> **Problem requirements**
Add 86 to both coordinates of every answer point, and write out again everything from the line containing "of the black" down through the end of the records, requests included.

Position annotation records:
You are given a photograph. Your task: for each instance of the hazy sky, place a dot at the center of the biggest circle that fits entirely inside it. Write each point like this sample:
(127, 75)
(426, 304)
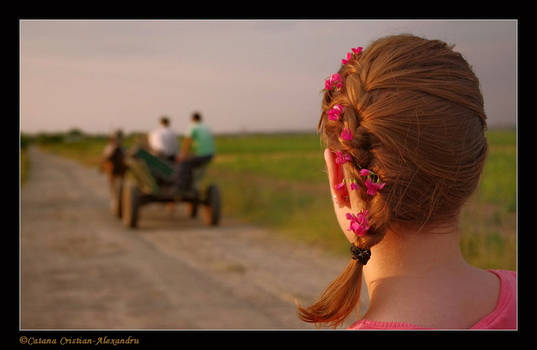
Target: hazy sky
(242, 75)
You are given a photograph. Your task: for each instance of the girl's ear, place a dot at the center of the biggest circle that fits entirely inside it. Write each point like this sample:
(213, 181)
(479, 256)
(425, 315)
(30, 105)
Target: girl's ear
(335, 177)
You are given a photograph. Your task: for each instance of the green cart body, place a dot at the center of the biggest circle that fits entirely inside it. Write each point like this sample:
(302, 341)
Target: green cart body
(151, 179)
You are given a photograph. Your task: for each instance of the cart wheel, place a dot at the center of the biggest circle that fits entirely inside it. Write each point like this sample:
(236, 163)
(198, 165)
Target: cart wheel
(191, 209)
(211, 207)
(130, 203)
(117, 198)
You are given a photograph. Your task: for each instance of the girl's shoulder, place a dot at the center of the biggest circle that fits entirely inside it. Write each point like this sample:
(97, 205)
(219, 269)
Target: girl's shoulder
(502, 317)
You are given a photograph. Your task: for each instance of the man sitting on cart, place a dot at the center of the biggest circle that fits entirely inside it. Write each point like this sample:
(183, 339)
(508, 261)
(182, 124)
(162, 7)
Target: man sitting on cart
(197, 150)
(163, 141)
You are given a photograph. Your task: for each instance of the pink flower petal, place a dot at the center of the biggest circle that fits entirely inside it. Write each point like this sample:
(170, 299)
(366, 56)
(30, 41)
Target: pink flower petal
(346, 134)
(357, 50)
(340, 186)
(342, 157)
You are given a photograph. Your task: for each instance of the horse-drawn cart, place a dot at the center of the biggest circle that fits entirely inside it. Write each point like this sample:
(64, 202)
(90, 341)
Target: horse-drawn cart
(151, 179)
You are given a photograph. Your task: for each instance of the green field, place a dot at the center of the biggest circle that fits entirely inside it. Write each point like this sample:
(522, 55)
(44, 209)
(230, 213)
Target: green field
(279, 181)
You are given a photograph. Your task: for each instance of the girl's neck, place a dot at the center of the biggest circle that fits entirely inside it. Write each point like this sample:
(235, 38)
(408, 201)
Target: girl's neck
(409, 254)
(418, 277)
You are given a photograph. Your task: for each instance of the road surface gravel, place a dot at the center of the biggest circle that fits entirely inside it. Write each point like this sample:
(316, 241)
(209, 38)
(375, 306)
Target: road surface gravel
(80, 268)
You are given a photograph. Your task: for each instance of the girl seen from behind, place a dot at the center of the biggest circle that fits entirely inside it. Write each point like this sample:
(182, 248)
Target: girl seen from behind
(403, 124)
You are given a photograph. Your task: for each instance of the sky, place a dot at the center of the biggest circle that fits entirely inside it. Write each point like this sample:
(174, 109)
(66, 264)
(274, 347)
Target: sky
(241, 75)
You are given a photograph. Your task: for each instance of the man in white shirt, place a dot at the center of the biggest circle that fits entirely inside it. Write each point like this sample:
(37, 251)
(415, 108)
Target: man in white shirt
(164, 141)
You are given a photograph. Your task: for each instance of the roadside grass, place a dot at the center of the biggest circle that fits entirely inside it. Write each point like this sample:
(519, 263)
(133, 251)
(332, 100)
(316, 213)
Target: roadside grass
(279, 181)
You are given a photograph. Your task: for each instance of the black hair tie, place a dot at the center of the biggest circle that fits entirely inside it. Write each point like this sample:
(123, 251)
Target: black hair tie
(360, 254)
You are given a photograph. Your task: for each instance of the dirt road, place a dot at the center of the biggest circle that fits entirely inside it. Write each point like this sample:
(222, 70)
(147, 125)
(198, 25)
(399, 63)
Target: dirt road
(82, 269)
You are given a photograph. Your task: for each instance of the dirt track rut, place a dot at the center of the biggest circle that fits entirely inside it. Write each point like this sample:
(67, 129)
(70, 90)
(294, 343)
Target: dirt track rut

> **Full answer**
You are given a photograph. Your task: for each instance of the black hair tie, place a dot at the center of the biggest circle that fits entirely inside it. Write each point like this sample:
(123, 251)
Target: black hair tie
(446, 340)
You are given a photograph. Your task: for each instance of the dirt road, place a dot at the center of the biggest circle that fits entirely inside it. Write each point like this sample:
(222, 70)
(147, 125)
(198, 25)
(399, 63)
Target: dirt road
(168, 355)
You are given a photograph. Your task: for each instance of the dirt track rut, place a dot at the center of the biggest circle that fits entirely inside it. Write each point like this sample:
(67, 129)
(70, 90)
(294, 343)
Target: dirt track rut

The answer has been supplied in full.